Directions for this task: When you copy the entries, omit the images and keep every word as it is.
(Beginning of Data provided)
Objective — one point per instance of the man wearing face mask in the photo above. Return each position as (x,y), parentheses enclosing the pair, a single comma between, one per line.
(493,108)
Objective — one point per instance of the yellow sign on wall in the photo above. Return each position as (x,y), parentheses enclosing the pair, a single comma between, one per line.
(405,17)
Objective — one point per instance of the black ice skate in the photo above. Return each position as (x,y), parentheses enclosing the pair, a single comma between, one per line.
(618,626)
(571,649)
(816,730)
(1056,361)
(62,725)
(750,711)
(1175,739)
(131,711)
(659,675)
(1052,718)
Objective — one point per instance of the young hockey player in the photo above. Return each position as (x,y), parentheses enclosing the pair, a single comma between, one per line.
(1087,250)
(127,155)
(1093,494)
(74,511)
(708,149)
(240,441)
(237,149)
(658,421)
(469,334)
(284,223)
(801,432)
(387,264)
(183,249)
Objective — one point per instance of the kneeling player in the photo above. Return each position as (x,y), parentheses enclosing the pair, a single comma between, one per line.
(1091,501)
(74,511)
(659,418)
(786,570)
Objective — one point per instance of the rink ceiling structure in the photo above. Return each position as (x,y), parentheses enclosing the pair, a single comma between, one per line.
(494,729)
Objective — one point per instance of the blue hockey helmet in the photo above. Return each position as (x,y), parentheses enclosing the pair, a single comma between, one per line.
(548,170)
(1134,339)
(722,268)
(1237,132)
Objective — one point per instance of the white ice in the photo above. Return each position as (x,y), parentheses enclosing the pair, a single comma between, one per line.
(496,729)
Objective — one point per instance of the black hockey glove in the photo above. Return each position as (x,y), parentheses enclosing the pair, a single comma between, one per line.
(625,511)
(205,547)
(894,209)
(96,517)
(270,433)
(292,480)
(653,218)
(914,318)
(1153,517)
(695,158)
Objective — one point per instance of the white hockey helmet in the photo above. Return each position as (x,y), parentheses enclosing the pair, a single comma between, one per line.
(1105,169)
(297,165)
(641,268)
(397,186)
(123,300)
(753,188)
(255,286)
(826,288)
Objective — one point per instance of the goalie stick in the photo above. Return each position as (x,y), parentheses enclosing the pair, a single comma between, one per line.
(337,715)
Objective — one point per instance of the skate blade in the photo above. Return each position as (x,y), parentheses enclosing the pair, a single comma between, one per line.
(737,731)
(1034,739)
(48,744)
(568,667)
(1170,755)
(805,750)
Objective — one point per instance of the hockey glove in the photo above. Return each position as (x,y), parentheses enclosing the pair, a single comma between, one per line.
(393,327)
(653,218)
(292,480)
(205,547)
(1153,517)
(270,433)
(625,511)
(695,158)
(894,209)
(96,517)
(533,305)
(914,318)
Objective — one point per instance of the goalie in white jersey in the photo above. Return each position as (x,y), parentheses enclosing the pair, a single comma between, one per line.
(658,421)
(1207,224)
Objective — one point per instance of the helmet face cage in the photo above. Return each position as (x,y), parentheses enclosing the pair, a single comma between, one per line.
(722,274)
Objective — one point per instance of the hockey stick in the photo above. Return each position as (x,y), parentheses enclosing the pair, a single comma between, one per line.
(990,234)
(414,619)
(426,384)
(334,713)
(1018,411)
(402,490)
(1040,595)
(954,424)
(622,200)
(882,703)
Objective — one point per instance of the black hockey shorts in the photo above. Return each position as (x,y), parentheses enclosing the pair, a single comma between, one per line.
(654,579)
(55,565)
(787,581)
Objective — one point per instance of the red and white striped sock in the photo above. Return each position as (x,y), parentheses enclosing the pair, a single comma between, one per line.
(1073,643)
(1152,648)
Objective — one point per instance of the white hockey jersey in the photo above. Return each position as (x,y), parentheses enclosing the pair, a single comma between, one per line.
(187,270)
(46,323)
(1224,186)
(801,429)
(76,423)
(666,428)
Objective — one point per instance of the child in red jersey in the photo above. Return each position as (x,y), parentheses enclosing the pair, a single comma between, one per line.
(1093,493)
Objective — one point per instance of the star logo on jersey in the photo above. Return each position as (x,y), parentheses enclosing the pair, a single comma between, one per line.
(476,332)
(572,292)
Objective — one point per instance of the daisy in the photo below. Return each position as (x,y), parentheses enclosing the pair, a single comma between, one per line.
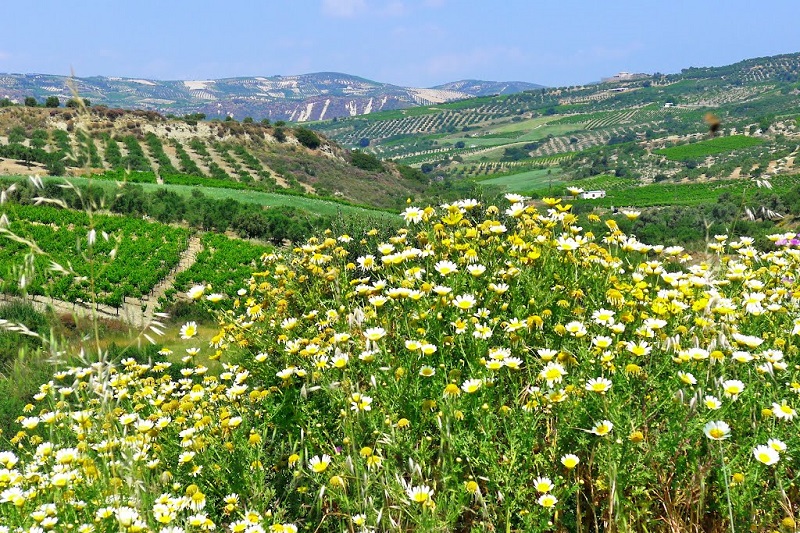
(End of Data provided)
Written reply:
Objective — one point per instance of the man wearing face mask in the photo above. Return each position as (x,y), parentheses enclosing the pair, a single comma between, one per line.
(493,108)
Objective — one point per instance of the yellow sign on wall in the photo above. Return each position as (x,y), parentheses enclosing the pair, a single comma between, one per line.
(405,17)
Objective — one point per instance of the black ice skate in the photo above. Return each position as (x,y), parentheses enclosing the pair, a single comma between, one per line.
(618,626)
(571,649)
(816,730)
(1056,361)
(62,725)
(750,711)
(1175,739)
(131,711)
(659,675)
(1052,718)
Objective — one point per instance of the young hockey player in the photo above. Return each position as (x,y), parentheses enclosing the pair, a single comma between, one per line.
(1087,250)
(127,155)
(1093,494)
(74,511)
(708,149)
(240,441)
(237,149)
(658,421)
(469,334)
(284,223)
(801,432)
(387,264)
(183,249)
Objective — one point per instance of the kneeling player in the photo above. Return each position as (x,y), parentheses enclosing the pair, a single comma between, one per line.
(1091,501)
(74,511)
(659,418)
(786,570)
Objective — one point per instance of the rink ceiling structure in the photo above. Return each position as (x,y), parentheses enclosing the pair, a single comma between, one per line.
(494,729)
Objective — one point per instance of the blue hockey helmet in the photo above. Return each position as (x,y), parentheses enclosing the pair, a single comma between, one per line.
(548,170)
(1134,339)
(722,268)
(1237,132)
Objective — one point per instance of the white ice in the photo above. Return each position as (x,y), parentheses enclosing the pair, a single comma between, one per line.
(496,729)
Objective — one point per instance of the black hockey glove in the photo above. Return each position as (x,y), parentheses enclosing the pair, a single comma between, one per line.
(625,511)
(205,547)
(894,209)
(96,517)
(270,433)
(292,480)
(653,218)
(914,318)
(1153,517)
(695,158)
Objective — one point per instance of the white hockey helmet in the photo above. Return each position as (x,y), parentheses enclosing the pair, a single comma between, one per line.
(1105,169)
(297,165)
(641,268)
(397,186)
(123,300)
(753,188)
(255,286)
(826,288)
Objective — one point per instance of the goalie stick in the photo above. Return each position as (x,y), parentheses enclosing the pair, a single comma between, one per line.
(337,715)
Objective — one point per instance of the skate blade in the photo above. Return each position as (x,y), parentheses enclosing the pair, a single comma between, one per line.
(737,731)
(1034,739)
(48,744)
(568,667)
(1170,755)
(805,750)
Objective — one point per instance of the hockey glove in the photo above. Return each position as (x,y), parentheses enclosing the pair, a single comma between, one per line.
(393,327)
(653,218)
(292,480)
(205,547)
(1153,517)
(270,433)
(625,511)
(695,158)
(894,209)
(96,517)
(533,305)
(914,318)
Objective — one point per instance of the goalie in white jersey in the photo above. Return each position as (x,y), parentheses enclosing the pair, a single comma between, one per line.
(658,421)
(1207,224)
Objective — one point per instance of the helmet face cage in the photo above. Return each position as (x,y), parentheses enclosing the pair, a single comma between, one per line.
(722,274)
Objective — one point per instance of the hockey stick in the photo above. Return each position as (x,y), parentheses enclosing the pair, a single comma between, one per line.
(990,234)
(414,619)
(426,384)
(334,713)
(1018,411)
(402,490)
(1040,595)
(954,424)
(622,200)
(882,703)
Objective — one point per instance of the black hockey shorts in the photo above. Return each position as (x,y), parentheses enclosing the pair, a single comma between, one per line.
(654,579)
(55,565)
(787,581)
Objective — one point per instance of the red and white striped sock in the photo above. Return each position as (x,y), parentheses enclosing the pair, a single comma between, one per line.
(1073,643)
(1152,648)
Objective — one point per instance of the white hockey jersey in the photo above. Return each position as (x,y), parentheses enclosing the pair, a single comma between, one per line.
(187,270)
(46,323)
(1224,186)
(801,429)
(76,423)
(666,428)
Objective — one point per instance of the child in red jersey in the photo above. Return each position as (x,y), parentheses enclosing the pair, a single comma between, one per line.
(1093,493)
Objective — one point per instance of the star logo on jersey in the photo above. Return each position as (x,y), parentheses enclosing the pair, a single comma between, one per line.
(476,332)
(572,292)
Objective — one point per instance of the daisy in the photo below. Return each position as (x,y), parentheses enclosing the pair, a single comma between, one per line.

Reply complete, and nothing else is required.